[Items pointing to objects in photos]
※ ※ ※
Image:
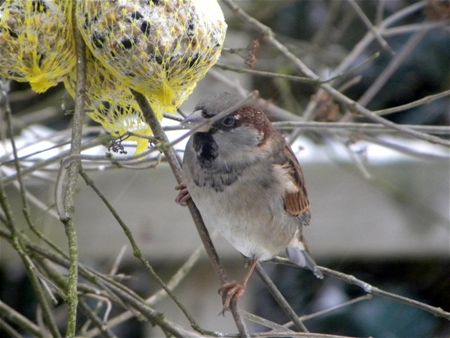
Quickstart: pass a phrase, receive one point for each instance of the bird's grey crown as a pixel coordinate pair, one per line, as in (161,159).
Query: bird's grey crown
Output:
(218,103)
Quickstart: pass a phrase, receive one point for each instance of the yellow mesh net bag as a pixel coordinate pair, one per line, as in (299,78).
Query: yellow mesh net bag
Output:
(161,48)
(111,104)
(36,41)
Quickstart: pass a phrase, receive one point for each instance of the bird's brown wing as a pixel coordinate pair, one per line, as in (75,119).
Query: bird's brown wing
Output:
(296,201)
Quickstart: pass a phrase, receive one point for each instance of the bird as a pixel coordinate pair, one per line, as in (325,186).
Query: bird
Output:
(247,183)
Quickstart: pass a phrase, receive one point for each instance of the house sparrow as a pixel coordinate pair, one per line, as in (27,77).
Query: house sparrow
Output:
(247,183)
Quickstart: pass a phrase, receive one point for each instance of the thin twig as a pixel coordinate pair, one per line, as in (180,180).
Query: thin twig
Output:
(304,69)
(17,318)
(359,127)
(69,202)
(9,330)
(395,63)
(424,100)
(97,322)
(371,27)
(379,292)
(138,253)
(370,289)
(174,162)
(279,298)
(171,284)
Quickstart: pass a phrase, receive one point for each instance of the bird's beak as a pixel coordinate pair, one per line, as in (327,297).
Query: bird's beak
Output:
(195,120)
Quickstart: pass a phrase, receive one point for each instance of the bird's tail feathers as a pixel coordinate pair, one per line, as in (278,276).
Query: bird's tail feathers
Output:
(298,255)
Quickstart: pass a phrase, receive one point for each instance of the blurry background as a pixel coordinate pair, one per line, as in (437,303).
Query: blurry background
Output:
(380,202)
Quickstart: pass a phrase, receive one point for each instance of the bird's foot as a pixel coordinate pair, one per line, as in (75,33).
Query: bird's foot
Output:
(231,292)
(183,194)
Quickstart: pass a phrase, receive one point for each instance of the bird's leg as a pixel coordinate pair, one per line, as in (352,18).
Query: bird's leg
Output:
(233,291)
(183,194)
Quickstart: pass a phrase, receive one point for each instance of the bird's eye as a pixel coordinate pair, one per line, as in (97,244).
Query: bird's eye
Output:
(229,121)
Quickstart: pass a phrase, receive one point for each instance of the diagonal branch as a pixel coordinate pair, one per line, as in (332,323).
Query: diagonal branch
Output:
(174,162)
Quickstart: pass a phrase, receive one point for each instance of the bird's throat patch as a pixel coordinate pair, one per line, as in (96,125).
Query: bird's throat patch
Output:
(206,148)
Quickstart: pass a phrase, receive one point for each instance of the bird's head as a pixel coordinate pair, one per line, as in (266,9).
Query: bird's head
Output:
(235,130)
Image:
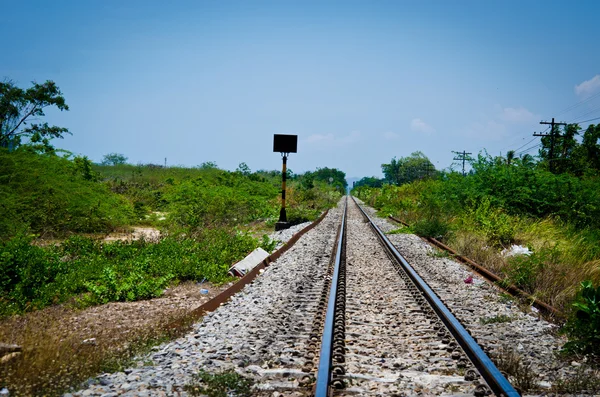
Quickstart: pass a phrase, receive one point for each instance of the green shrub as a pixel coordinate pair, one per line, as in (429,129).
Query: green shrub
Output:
(524,270)
(33,277)
(228,383)
(49,196)
(433,227)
※ ※ ※
Exercise directions
Change every "Query" in the items above to "Search" and leave everything else as it is. Leave the pictures out of your answer.

Written reply
Image:
Quickstart: pass a phrase, receive one point for each instance of the bird's grey crown as a pixel coordinate pair, one per line, as in (161,159).
Search: bird's grey crown
Output:
(218,103)
Quickstart: pass a phrase, receive one point for each instance of the yellow mesh net bag as a pixel coordinate pair, one per line, as in (299,78).
Search: yellow mesh net bag
Output:
(161,48)
(111,104)
(36,41)
Quickstart: pass a phrase, receive one point for each instance of the bird's brown wing as a pixel coordinate pair, one per line, as in (75,119).
Search: bird's brown wing
Output:
(296,201)
Quickstart: pass a phrase, receive one point for each instance of the bird as a pixel coordinate pair, one per line, as in (325,186).
Search: bird
Output:
(247,183)
Quickstart: pass a phrase, receive one point for each instance of the house sparrow as a pixel coordinate pair, one per line, as in (27,77).
Search: house sparrow
Output:
(247,183)
Quickstart: pass a phrase, receive one point for each instance of the thin twig as a pixel coordinate pair, one per line, as in (180,180).
Search: thin twig
Output:
(304,69)
(17,318)
(359,127)
(69,202)
(9,330)
(395,63)
(424,100)
(97,322)
(371,27)
(379,292)
(138,253)
(370,289)
(174,162)
(279,298)
(171,284)
Quickstart: pass a phrase, receive one point for each instance of the bird's beak as a pixel coordinate pair, one per line, as in (327,297).
Search: bird's beak
Output:
(195,120)
Quickstart: pass a phrase, receive one point for each instance of the bird's tail feathers as a pixel coordinate pair, one per line, as in (278,276).
Search: bird's tail feathers
Output:
(298,255)
Quickstart: pass a phrase, receive one point for each instance of the blurry background as a pixel coordinate pair, one per line, as in (437,303).
Search: blurry background
Output:
(380,202)
Quickstart: pass a phrase, receive one point for each instance of the bird's foot as a pixel coordinate pair, one per line, as in (75,33).
Search: bird's foot
Output:
(231,292)
(183,194)
Quickstart: pass a phrase, receive one point for each instance of the bird's leg as a pixel coordinate pair, one per line, as in (352,18).
Search: bird's leg
Output:
(233,291)
(183,194)
Quickstart: pass a phrase, receive one point for each instance of the bird's eye as a pixel coordinate pair, one per line, as in (97,244).
Search: bird's eye
Output:
(229,121)
Quickstart: pass a phrase, receive one point for each instance of the diagonal branch as a pixel coordinate pair, one per line, as in (332,323).
Search: diagonal branch
Output:
(174,162)
Quickstart: pass a phrase, receive one point for each instance of the bird's throat patch as a pixel coordinate pair, one per line, as in (96,125).
Search: bird's throat patch
Output:
(206,148)
Quickstart: pass a phrase, receive one point for each instance of the bird's head as a pixel coordinate pair, one per line, as in (266,9).
Search: bird's head
Output:
(235,130)
Image:
Quickstart: pass a phrase, receive one point for each instance of the green shrub as a pixel coordinate pair, one per line, as in (429,129).
Search: green shrub
Output:
(524,270)
(33,277)
(228,383)
(49,196)
(433,227)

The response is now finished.